-- WORKING DATA --
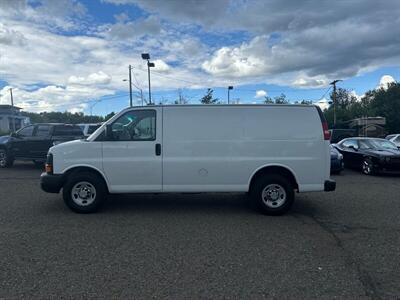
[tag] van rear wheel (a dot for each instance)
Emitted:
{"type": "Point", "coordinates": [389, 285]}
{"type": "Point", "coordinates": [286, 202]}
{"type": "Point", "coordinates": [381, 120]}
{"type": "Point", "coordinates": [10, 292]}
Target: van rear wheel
{"type": "Point", "coordinates": [5, 160]}
{"type": "Point", "coordinates": [84, 192]}
{"type": "Point", "coordinates": [272, 194]}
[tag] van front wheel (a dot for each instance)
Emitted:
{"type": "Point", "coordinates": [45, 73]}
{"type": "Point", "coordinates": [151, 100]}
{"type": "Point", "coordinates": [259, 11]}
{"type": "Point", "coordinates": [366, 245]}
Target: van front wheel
{"type": "Point", "coordinates": [272, 194]}
{"type": "Point", "coordinates": [84, 192]}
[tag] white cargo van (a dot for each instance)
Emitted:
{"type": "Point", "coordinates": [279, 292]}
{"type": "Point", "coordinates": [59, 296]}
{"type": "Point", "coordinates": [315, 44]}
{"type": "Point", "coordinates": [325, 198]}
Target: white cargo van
{"type": "Point", "coordinates": [270, 151]}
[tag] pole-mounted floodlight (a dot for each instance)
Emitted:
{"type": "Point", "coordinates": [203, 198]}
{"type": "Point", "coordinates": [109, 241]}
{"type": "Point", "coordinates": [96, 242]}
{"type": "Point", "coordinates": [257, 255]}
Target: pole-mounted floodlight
{"type": "Point", "coordinates": [229, 88]}
{"type": "Point", "coordinates": [146, 56]}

-- EXERCISE PROMPT --
Working from the material above, transcribe it exactly while omitting pictures.

-- OUTPUT FOR THIS EXERCISE --
[tag] van rear wheel (a dot for each instance)
Emitted:
{"type": "Point", "coordinates": [389, 285]}
{"type": "Point", "coordinates": [286, 202]}
{"type": "Point", "coordinates": [381, 120]}
{"type": "Point", "coordinates": [10, 292]}
Target: van rear wheel
{"type": "Point", "coordinates": [5, 160]}
{"type": "Point", "coordinates": [84, 192]}
{"type": "Point", "coordinates": [272, 194]}
[tag] van front wheel (a dot for each instance)
Emitted:
{"type": "Point", "coordinates": [45, 73]}
{"type": "Point", "coordinates": [151, 100]}
{"type": "Point", "coordinates": [259, 11]}
{"type": "Point", "coordinates": [366, 245]}
Target: van front wheel
{"type": "Point", "coordinates": [272, 194]}
{"type": "Point", "coordinates": [84, 192]}
[tag] white cargo van (a dot for each instance)
Emitted:
{"type": "Point", "coordinates": [279, 292]}
{"type": "Point", "coordinates": [59, 296]}
{"type": "Point", "coordinates": [315, 44]}
{"type": "Point", "coordinates": [325, 198]}
Target: white cargo van
{"type": "Point", "coordinates": [270, 151]}
[tag] pole-mounted floodlight (a dot for each instance)
Emitted:
{"type": "Point", "coordinates": [203, 198]}
{"type": "Point", "coordinates": [109, 241]}
{"type": "Point", "coordinates": [96, 242]}
{"type": "Point", "coordinates": [257, 255]}
Target: pole-mounted floodlight
{"type": "Point", "coordinates": [229, 88]}
{"type": "Point", "coordinates": [146, 56]}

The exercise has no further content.